— Start of SOURCE MATERIAL —

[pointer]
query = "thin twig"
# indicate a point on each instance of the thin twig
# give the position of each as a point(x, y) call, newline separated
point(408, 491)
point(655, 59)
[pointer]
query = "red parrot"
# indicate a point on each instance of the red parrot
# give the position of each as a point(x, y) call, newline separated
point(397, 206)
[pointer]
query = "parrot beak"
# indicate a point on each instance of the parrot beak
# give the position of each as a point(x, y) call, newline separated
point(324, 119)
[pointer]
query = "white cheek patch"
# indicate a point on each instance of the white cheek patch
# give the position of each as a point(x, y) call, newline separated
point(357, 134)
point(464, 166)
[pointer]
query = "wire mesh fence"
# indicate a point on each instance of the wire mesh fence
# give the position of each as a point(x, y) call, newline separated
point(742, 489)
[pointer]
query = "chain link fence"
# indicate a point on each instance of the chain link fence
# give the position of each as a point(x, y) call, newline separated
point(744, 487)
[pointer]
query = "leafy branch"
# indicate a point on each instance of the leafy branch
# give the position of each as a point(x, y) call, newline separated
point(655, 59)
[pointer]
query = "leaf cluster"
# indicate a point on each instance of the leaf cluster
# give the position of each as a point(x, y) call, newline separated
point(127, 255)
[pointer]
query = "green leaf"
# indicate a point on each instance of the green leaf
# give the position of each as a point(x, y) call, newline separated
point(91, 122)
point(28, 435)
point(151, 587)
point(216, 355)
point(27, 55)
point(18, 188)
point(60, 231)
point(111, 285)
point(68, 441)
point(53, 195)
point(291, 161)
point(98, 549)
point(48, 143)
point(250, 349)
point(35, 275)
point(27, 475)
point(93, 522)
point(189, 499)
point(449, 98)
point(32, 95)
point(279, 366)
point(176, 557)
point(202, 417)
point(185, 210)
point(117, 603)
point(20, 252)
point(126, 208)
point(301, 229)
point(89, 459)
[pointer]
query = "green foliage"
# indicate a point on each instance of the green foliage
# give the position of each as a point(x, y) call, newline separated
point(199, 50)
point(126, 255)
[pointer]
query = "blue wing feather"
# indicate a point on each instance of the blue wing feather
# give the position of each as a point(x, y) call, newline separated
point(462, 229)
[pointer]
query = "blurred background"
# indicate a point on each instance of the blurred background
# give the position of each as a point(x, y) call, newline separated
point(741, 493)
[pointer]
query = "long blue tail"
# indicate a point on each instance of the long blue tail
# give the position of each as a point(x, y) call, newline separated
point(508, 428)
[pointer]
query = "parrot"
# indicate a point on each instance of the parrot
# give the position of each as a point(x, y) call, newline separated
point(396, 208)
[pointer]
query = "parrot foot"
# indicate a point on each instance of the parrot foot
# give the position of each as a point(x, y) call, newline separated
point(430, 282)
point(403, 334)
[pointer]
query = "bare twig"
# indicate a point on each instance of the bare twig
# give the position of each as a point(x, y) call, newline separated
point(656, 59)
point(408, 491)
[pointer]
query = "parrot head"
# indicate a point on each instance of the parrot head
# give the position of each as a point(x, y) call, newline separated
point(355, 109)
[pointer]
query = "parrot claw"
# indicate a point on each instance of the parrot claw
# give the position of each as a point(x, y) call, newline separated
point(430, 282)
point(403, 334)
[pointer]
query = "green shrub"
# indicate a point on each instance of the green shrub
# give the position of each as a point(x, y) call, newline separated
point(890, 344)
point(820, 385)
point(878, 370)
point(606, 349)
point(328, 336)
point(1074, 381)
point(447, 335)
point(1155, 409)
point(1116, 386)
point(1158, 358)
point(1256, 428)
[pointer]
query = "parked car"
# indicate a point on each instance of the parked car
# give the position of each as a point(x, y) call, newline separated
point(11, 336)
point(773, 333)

— End of SOURCE MATERIAL —

## STATED EXERCISE
Reproduce every line of the entries above without any changes.

## OUTPUT FOR THIS TASK
[pointer]
query = "thin twig"
# indicate a point on each instance of the thin twig
# give the position of each as a point(x, y) call, newline separated
point(408, 491)
point(655, 59)
[pointer]
query = "red parrot"
# indicate a point on each instance of the red parrot
# give the position of each as a point(x, y) call, newline separated
point(397, 206)
[pointer]
query = "parrot beak"
# indicate a point on each instance of the parrot beak
# give the position of each as a point(x, y) call, newline separated
point(324, 119)
[pointer]
query = "white cheek patch"
# indicate a point on each instance of the white cheek patch
# give the position of each as a point(x, y) call, newline separated
point(357, 134)
point(464, 166)
[pointer]
query = "wire mesh fence"
# indicate a point on each instance of the wire mesh fence
# give the position of each as a point(x, y) call, newline separated
point(742, 489)
[pointer]
query = "chain link fence"
# indicate a point on each instance of the chain link fence
# give the position of each as a point(x, y) call, newline separated
point(744, 487)
[pointer]
query = "leafy branch"
# indicate a point on each instance of the leafy branch
# give the position of each as a point(x, y) call, newline separated
point(655, 59)
[pointer]
query = "leaf cluster"
# indicate a point on each instance of the leaf cluster
# give the position of each as a point(x, y) call, newline separated
point(127, 255)
[pointer]
query = "green leaf"
# indicate a point on each instance of the green leaf
# give the position of each as a point(x, y) call, newline separated
point(91, 122)
point(28, 435)
point(151, 587)
point(216, 355)
point(27, 55)
point(18, 188)
point(60, 231)
point(111, 285)
point(68, 441)
point(53, 195)
point(291, 161)
point(98, 549)
point(48, 143)
point(250, 349)
point(35, 275)
point(27, 475)
point(93, 522)
point(189, 499)
point(449, 98)
point(32, 95)
point(279, 366)
point(176, 557)
point(202, 417)
point(185, 210)
point(117, 603)
point(20, 252)
point(126, 208)
point(301, 229)
point(89, 459)
[pointer]
query = "green foliage"
# indicate a point on each instance of the green foliage
# give the position of each as a point(x, y) call, newline separated
point(199, 50)
point(126, 255)
[pointer]
query = "blue wing feather"
# indicate a point on each instance of the blue wing feather
# give the position of each as a point(x, y) call, newline separated
point(462, 229)
[pointer]
query = "blurred background"
# indicate a point on each instance of the blurred background
# give the position of each as a point(x, y) call, newline separated
point(741, 493)
[pointer]
query = "long blue tail"
# indicate a point on each instance of the long blue tail
# give the position of each as a point(x, y) call, newline separated
point(508, 428)
[pointer]
query = "parrot"
# indicate a point on each instance of the parrot
# give the position of each as a point(x, y) call, newline separated
point(396, 208)
[pointer]
query = "parrot foot"
# indicate a point on each instance of the parrot foot
# give the position of each as a point(x, y) call, newline separated
point(430, 282)
point(403, 334)
[pointer]
query = "bare twig"
# indicate a point on each instance of the bare twig
# give the position of each as a point(x, y) call, newline separated
point(656, 59)
point(408, 491)
[pointer]
query = "parrot head"
# indicate a point on each instance of the parrot head
# give the position of each as a point(x, y) call, newline separated
point(355, 109)
[pointer]
query = "parrot claw"
# indicate a point on each instance of the parrot claw
# give the position of each as a point(x, y) call, newline separated
point(430, 282)
point(403, 334)
[pointer]
query = "green shrub"
# indicate a point on each instance of the green shrub
# give the position of each as a point(x, y) call, newline separated
point(890, 344)
point(820, 385)
point(878, 370)
point(606, 349)
point(328, 336)
point(1074, 381)
point(447, 335)
point(1155, 409)
point(1116, 386)
point(1158, 358)
point(1256, 428)
[pointer]
query = "parked car"
# indicate a point on each instance of the parked car
# give the position of each as a point(x, y) call, newline separated
point(11, 336)
point(773, 333)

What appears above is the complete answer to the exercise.